**SOURCE EXCERPT:**
□ □ □
Furthermore, FaaS offerings enabling fine-grained architectures were not yet
available at the time of the project and were not considered. Regarding research
on the software architecture transformation, i.e., how to split an existing system
into smaller components, only some approaches have been proposed, for example
by Gysel et al. [4]. However, the existing approaches do not explicitly employ
MDE. Furthermore, the existing approaches are based on exemplary use cases
and need to be evaluated regarding their validity and general applicability.
3 The model-driven approach
In order to answer the given research questions, this position paper proposes
a model-driven migration of existing software systems to fine-grained cloud
architectures. The basic idea is that a model can be generated representing the
existing system. This model can then be (semi-)automatically transformed to a
model of a fine-grained cloud architecture. Finally, artifacts can be generated from
the transformed model to facilitate the implementation of the new architecture.
Because implementing this approach as a whole is ambitious, it should be
separated into different concerns, as represented by the corresponding research
questions. First, a modeling language or collection of languages needs to be defined.
It should enable the modeling of an existing application, the identification of
possibilities for deriving fine-grained components, as well as representing the
resulting fine-grained cloud architecture. Therefore, a key challenge for the
modeling language is to find the right level of abstraction. Next, rules and
patterns for splitting an application into more fine-grained components should be
defined and represented in model transformation rules. Finally, because tools are
seen as a key part of MDE, tools should be provided for creating a model from
code, transforming the model and generating artifacts for the new architecture.
□ □ □
**LISTED ENTRIES:**
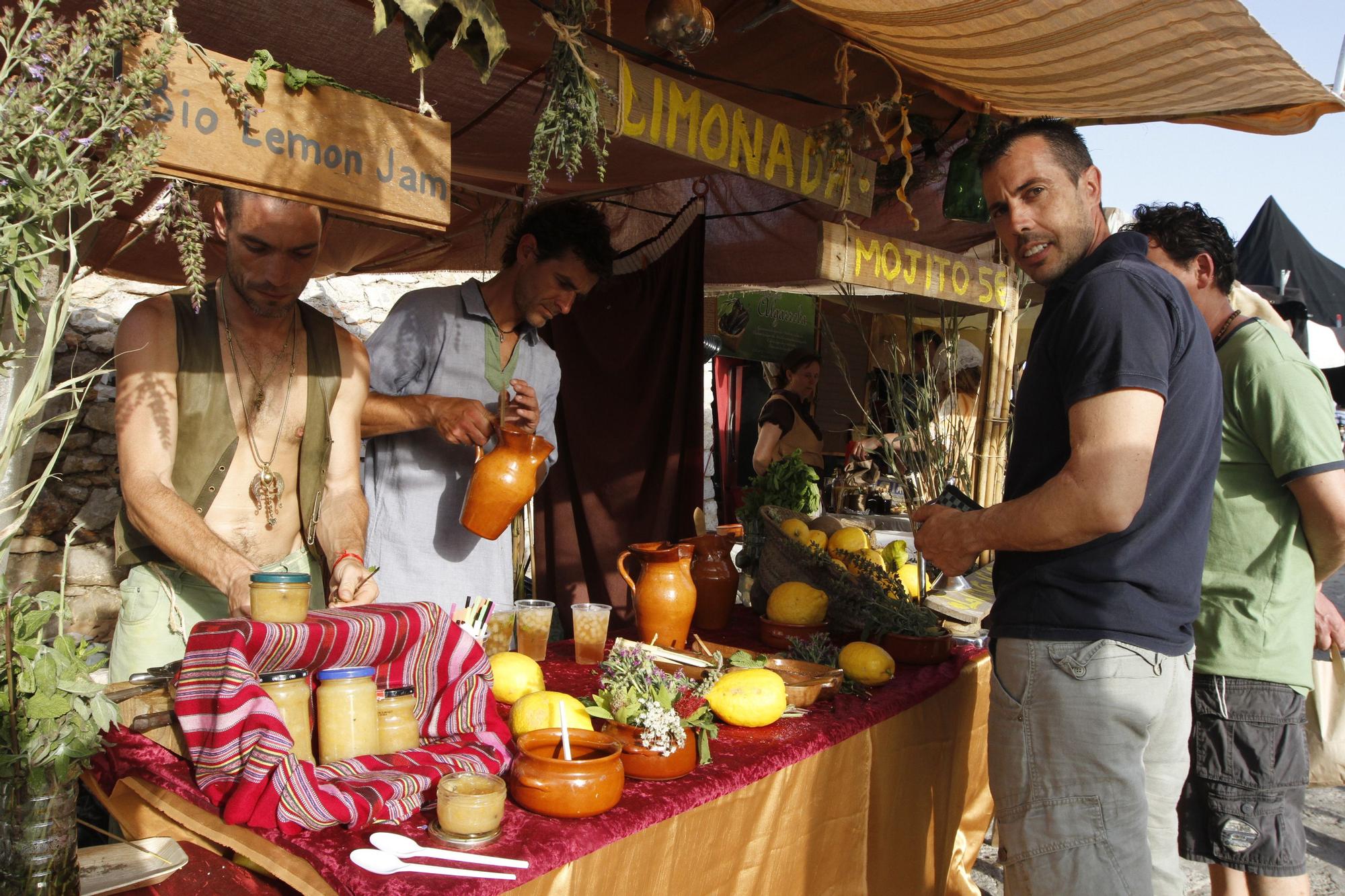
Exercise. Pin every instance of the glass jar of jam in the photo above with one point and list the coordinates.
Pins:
(280, 596)
(470, 807)
(397, 725)
(348, 712)
(294, 698)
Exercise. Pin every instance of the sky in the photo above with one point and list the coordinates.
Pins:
(1231, 173)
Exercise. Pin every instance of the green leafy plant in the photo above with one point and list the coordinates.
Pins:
(636, 692)
(430, 26)
(789, 483)
(263, 61)
(54, 713)
(572, 120)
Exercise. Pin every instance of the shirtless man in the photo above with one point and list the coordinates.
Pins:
(209, 404)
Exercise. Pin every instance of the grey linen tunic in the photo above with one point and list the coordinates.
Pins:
(434, 342)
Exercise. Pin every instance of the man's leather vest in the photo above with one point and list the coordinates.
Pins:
(206, 434)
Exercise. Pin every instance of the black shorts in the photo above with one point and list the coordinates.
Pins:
(1243, 802)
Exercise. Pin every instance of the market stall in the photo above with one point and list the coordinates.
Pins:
(820, 798)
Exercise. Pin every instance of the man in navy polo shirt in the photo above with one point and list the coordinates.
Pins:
(1100, 541)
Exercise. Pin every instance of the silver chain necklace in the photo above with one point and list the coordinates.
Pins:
(267, 486)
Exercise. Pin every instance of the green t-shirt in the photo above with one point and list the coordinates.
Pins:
(1260, 585)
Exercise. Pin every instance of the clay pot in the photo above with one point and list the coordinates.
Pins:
(778, 634)
(716, 581)
(504, 481)
(665, 595)
(650, 764)
(544, 782)
(918, 650)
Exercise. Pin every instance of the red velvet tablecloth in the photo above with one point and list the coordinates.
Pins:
(742, 756)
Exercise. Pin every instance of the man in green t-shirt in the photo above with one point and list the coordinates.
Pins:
(1278, 530)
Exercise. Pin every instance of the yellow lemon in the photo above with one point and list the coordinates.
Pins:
(874, 557)
(748, 697)
(798, 603)
(910, 576)
(516, 676)
(543, 709)
(867, 663)
(848, 538)
(796, 529)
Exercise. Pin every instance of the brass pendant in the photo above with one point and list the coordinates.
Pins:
(266, 490)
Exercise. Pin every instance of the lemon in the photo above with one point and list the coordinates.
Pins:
(848, 538)
(867, 663)
(544, 709)
(874, 557)
(514, 676)
(910, 576)
(798, 603)
(748, 697)
(796, 529)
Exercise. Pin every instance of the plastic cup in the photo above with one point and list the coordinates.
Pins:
(591, 633)
(500, 631)
(535, 624)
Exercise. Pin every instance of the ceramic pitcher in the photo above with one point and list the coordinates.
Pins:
(504, 481)
(665, 595)
(716, 580)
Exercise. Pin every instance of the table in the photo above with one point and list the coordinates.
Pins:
(853, 801)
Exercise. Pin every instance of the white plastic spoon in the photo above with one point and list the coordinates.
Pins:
(407, 848)
(381, 862)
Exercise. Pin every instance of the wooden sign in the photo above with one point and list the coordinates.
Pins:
(328, 147)
(676, 116)
(849, 255)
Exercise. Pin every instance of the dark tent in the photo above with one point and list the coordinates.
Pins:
(1273, 244)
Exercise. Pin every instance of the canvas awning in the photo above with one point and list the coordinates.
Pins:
(1097, 63)
(1104, 60)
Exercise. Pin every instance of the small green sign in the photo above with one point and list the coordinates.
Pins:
(766, 326)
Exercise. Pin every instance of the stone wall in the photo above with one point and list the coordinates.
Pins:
(81, 503)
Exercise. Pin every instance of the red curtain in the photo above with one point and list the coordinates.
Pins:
(629, 420)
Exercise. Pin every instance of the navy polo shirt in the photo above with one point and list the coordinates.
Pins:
(1114, 321)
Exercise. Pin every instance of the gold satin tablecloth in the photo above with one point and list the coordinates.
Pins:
(900, 807)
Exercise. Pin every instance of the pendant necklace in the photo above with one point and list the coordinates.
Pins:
(259, 381)
(267, 486)
(1227, 325)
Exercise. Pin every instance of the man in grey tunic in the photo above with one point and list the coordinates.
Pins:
(438, 366)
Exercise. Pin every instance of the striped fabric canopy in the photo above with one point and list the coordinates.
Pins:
(1093, 61)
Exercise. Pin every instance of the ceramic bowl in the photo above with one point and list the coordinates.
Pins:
(805, 684)
(778, 634)
(544, 782)
(919, 650)
(648, 764)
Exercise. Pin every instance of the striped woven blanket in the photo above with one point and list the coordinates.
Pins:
(241, 751)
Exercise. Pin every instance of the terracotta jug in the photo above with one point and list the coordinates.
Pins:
(665, 596)
(504, 481)
(716, 580)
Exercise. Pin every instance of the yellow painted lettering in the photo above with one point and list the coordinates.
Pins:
(657, 120)
(781, 153)
(894, 268)
(913, 267)
(629, 127)
(944, 267)
(744, 147)
(687, 108)
(863, 255)
(809, 182)
(958, 267)
(716, 115)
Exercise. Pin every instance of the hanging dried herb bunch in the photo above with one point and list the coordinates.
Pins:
(571, 122)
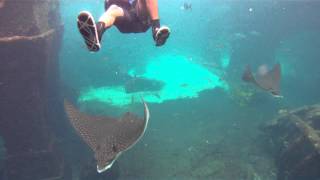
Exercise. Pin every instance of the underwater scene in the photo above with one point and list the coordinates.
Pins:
(221, 90)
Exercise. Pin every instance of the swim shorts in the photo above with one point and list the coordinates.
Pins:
(135, 19)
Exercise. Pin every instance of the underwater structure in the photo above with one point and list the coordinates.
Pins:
(296, 140)
(30, 37)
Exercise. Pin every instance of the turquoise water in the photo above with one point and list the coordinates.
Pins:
(204, 120)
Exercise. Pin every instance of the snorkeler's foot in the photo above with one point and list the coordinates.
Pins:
(87, 28)
(161, 35)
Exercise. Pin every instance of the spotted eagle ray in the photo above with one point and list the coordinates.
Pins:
(108, 137)
(268, 80)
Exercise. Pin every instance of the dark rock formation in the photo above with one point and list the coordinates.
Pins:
(30, 106)
(296, 139)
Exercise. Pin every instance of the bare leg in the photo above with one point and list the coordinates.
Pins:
(110, 15)
(152, 6)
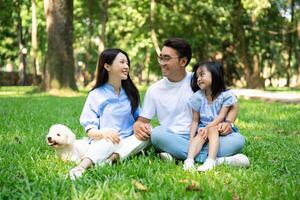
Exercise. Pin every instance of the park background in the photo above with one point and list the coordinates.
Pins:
(48, 54)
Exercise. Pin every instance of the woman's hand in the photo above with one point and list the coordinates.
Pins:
(111, 135)
(142, 130)
(224, 128)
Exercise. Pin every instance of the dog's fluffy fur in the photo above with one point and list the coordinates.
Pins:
(63, 140)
□ □ □
**OBJECTIVE:**
Reproduce the part of the passage on model-driven migration between "It should enable" and "for the new architecture.", inclusive. Work only from the passage on model-driven migration and leave the listing aside.

**EXERCISE SOLUTION:**
It should enable the modeling of an existing application, the identification of
possibilities for deriving fine-grained components, as well as representing the
resulting fine-grained cloud architecture. Therefore, a key challenge for the
modeling language is to find the right level of abstraction. Next, rules and
patterns for splitting an application into more fine-grained components should be
defined and represented in model transformation rules. Finally, because tools are
seen as a key part of MDE, tools should be provided for creating a model from
code, transforming the model and generating artifacts for the new architecture.